**Problem requirements:**
Copy out the data word for word, starting at its first line and ending with the line that contains "positive clicks: (645, 277)", including both of those lines.

⟨

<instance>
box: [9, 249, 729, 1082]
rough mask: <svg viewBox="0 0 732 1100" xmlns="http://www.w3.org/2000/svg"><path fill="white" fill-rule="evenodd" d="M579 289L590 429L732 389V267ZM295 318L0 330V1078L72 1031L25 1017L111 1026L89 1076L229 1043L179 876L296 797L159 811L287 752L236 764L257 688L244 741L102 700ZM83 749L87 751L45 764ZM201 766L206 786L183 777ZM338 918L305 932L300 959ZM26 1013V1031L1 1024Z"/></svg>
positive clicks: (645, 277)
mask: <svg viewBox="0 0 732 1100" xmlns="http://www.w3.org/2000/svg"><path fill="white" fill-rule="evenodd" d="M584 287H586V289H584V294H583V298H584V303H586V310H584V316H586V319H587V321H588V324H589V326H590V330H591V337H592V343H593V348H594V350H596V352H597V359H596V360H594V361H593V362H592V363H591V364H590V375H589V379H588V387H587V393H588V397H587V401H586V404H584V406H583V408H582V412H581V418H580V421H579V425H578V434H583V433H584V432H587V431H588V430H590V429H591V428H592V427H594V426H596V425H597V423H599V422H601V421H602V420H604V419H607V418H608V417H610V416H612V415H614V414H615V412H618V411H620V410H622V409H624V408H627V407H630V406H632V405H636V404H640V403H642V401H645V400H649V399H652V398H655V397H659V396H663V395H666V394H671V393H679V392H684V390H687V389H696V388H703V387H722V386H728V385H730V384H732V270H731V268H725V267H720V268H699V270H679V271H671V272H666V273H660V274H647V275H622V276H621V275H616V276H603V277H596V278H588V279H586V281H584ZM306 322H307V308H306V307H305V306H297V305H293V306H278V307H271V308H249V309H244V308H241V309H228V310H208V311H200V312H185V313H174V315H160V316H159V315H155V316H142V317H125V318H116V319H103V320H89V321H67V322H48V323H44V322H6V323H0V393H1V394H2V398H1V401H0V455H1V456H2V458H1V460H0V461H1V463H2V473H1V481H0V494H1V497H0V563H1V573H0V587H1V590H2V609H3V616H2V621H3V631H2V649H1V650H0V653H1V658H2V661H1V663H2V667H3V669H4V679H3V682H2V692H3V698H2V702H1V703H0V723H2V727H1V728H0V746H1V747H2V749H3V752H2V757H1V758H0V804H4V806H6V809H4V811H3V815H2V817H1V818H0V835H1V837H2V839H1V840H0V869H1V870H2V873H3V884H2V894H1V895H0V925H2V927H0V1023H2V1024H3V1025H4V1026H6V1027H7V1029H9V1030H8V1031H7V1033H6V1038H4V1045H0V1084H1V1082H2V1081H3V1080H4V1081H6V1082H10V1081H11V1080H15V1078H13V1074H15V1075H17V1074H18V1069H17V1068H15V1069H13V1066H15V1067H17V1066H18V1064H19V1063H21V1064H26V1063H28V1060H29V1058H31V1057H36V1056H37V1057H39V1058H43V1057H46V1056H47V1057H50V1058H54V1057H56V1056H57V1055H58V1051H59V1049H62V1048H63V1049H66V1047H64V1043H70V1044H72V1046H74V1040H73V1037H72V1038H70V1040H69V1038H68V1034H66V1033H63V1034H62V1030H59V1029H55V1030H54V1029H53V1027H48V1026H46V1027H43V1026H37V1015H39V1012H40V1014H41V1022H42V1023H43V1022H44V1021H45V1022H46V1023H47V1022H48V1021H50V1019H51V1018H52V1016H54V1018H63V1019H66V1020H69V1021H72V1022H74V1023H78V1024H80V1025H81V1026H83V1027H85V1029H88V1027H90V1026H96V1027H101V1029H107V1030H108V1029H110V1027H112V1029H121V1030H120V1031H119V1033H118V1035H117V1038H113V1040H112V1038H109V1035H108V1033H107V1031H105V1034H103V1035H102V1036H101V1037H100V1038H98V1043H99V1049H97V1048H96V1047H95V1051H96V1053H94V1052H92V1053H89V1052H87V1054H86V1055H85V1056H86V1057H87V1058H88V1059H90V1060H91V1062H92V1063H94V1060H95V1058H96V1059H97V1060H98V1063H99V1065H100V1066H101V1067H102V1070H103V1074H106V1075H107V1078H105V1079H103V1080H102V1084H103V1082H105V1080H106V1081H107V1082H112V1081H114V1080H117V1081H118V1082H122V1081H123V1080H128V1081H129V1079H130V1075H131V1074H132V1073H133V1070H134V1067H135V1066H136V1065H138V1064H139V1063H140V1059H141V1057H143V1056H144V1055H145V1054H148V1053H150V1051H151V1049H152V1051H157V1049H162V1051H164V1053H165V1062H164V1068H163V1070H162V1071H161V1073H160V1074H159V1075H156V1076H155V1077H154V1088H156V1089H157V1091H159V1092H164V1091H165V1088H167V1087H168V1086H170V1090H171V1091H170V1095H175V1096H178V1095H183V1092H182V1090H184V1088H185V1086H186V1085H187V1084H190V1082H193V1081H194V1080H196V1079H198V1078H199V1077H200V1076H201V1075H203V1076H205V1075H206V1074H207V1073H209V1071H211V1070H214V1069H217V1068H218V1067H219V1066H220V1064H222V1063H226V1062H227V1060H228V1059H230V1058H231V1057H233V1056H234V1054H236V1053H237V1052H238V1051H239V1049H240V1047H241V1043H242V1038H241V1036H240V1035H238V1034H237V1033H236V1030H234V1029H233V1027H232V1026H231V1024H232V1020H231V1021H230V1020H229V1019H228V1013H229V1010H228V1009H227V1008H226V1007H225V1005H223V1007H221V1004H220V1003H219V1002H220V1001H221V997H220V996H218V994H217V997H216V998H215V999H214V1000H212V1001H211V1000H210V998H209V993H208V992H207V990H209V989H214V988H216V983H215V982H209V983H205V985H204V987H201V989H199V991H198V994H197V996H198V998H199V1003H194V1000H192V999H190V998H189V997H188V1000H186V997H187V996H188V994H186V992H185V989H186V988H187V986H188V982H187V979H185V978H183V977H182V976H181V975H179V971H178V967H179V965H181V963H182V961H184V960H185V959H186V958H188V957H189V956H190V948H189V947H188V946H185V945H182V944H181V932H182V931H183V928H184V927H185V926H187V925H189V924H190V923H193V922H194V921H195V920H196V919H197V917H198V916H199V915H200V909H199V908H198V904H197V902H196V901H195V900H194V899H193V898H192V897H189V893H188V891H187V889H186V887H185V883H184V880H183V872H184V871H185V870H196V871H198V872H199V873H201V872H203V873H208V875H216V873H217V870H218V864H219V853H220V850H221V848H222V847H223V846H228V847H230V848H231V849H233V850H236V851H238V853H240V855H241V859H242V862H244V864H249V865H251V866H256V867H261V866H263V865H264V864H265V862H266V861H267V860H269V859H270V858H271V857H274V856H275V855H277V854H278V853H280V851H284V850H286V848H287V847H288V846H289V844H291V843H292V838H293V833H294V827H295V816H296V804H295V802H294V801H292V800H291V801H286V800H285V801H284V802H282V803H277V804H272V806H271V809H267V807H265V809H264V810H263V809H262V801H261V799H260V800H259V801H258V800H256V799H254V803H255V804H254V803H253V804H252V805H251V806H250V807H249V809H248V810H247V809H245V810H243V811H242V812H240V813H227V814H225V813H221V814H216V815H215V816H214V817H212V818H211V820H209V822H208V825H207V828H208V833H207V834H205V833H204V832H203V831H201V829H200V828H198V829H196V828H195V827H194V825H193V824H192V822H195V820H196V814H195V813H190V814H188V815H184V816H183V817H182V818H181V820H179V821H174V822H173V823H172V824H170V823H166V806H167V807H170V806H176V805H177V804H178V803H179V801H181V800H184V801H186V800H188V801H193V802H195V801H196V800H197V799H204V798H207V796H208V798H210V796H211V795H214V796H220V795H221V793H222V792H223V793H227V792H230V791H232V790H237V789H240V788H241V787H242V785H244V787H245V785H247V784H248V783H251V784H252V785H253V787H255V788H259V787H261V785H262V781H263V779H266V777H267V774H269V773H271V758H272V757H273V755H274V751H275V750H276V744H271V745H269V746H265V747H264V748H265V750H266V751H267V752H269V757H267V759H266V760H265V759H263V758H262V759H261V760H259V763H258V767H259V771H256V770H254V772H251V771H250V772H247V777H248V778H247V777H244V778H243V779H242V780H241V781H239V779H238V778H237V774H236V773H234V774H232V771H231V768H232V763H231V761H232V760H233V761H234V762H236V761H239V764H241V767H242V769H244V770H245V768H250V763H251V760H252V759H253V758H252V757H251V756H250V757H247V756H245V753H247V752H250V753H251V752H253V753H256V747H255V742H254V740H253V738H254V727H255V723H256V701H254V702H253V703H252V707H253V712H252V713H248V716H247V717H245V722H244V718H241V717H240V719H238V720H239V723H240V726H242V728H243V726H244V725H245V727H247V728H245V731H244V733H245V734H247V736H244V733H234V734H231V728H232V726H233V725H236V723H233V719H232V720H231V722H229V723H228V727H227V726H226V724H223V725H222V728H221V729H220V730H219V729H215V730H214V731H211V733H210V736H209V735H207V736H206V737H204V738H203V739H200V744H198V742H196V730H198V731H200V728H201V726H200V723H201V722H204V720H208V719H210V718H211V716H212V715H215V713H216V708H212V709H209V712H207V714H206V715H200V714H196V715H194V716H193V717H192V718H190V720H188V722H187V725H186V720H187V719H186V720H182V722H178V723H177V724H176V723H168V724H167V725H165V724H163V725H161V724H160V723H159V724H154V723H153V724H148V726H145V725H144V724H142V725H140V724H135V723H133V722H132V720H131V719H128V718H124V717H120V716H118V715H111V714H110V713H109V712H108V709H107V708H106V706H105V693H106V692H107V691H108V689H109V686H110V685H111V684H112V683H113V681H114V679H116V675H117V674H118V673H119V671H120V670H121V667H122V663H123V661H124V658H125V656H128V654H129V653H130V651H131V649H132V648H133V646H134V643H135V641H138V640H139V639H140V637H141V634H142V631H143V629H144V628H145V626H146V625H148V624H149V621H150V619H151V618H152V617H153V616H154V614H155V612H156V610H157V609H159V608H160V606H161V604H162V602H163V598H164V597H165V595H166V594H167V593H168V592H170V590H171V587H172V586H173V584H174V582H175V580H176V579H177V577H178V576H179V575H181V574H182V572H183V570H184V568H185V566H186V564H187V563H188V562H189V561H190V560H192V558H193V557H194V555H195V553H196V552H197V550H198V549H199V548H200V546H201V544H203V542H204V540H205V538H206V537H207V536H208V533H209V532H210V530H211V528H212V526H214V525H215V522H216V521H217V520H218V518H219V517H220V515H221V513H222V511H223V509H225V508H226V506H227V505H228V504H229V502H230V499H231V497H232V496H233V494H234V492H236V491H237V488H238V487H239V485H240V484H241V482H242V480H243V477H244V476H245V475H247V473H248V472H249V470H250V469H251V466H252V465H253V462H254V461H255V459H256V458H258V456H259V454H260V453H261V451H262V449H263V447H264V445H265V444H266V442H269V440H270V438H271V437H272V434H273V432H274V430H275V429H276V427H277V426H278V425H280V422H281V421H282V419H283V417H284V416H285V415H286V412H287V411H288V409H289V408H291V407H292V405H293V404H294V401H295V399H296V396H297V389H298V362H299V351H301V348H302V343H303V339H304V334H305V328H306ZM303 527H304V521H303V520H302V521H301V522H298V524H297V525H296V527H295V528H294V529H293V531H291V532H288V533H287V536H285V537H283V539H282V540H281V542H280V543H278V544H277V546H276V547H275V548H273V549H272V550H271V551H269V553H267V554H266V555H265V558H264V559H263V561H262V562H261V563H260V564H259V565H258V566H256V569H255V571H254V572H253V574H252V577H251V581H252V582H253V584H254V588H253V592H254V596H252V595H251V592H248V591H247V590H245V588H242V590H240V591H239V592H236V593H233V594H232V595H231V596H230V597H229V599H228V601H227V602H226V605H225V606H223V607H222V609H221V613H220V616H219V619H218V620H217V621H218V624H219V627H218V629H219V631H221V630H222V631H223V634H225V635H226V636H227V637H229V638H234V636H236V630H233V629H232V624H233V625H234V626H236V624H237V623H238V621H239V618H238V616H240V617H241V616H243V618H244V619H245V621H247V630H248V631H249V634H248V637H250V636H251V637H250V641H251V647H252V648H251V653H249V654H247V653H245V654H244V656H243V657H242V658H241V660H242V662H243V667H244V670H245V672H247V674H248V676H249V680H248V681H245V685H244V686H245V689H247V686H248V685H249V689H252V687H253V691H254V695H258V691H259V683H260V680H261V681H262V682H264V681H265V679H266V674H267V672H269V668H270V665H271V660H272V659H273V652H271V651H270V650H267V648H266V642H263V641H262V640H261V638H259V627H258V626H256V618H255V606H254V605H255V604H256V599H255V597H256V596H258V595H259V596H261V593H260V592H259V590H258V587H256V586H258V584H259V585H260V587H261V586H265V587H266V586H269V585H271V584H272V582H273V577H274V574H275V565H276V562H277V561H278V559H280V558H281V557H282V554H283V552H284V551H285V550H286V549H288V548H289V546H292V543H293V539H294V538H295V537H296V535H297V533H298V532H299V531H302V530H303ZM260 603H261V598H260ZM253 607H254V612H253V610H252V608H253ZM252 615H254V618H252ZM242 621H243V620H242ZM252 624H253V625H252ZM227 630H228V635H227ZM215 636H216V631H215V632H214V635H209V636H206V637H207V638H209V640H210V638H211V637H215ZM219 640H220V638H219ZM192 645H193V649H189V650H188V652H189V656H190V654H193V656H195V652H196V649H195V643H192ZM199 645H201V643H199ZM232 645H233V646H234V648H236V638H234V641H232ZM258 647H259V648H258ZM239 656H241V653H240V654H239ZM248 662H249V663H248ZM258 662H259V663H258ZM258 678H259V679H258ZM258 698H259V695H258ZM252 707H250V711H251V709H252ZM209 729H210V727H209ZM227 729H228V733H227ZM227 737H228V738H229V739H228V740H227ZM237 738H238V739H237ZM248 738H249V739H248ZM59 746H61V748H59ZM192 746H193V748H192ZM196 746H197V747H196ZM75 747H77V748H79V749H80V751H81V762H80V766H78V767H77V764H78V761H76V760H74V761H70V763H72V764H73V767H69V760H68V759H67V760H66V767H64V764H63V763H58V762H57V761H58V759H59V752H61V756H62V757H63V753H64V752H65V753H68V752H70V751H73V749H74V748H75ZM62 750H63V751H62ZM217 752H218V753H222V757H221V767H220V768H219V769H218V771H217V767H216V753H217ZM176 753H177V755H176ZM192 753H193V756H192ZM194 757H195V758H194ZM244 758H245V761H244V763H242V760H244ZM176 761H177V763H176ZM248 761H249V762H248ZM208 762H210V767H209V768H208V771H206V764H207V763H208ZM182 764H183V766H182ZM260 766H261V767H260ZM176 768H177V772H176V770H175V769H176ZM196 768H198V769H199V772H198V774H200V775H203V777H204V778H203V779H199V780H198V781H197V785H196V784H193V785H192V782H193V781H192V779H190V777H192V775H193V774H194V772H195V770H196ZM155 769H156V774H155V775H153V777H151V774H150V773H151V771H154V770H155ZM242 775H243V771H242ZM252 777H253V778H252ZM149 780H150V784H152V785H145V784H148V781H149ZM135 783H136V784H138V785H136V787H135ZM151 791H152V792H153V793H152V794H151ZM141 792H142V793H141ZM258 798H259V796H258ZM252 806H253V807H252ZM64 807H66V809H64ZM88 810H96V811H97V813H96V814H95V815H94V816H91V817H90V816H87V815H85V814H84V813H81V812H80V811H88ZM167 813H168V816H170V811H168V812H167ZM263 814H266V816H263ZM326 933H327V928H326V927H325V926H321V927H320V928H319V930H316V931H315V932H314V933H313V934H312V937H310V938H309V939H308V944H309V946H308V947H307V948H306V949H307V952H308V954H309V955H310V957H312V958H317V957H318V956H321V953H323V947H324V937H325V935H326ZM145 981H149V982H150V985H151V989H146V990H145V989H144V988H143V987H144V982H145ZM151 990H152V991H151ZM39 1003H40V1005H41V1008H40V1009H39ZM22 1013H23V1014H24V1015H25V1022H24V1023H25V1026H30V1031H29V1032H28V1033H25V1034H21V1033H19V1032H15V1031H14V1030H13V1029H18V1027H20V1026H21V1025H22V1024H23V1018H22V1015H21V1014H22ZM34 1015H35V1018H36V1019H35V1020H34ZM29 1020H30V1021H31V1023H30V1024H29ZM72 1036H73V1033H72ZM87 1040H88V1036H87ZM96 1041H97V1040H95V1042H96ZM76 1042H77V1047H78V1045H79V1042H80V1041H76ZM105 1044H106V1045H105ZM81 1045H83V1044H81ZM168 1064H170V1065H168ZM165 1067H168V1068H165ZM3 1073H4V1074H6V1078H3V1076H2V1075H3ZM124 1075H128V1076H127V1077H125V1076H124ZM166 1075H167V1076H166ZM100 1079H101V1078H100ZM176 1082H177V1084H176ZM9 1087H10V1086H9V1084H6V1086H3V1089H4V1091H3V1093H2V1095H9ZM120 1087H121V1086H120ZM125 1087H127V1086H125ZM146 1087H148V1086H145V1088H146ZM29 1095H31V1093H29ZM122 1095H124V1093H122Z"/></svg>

⟩

**Output of the task:**
<instance>
box: [9, 249, 729, 1082]
rough mask: <svg viewBox="0 0 732 1100" xmlns="http://www.w3.org/2000/svg"><path fill="white" fill-rule="evenodd" d="M579 289L590 429L732 389V267ZM295 318L0 330V1078L72 1031L25 1017L111 1026L89 1076L229 1043L179 876L296 797L159 811L287 752L236 764L257 688L244 741L102 700ZM83 749L87 751L45 764ZM201 766L206 786L183 777ZM338 918L305 932L300 959ZM26 1013V1031L1 1024Z"/></svg>
positive clicks: (645, 277)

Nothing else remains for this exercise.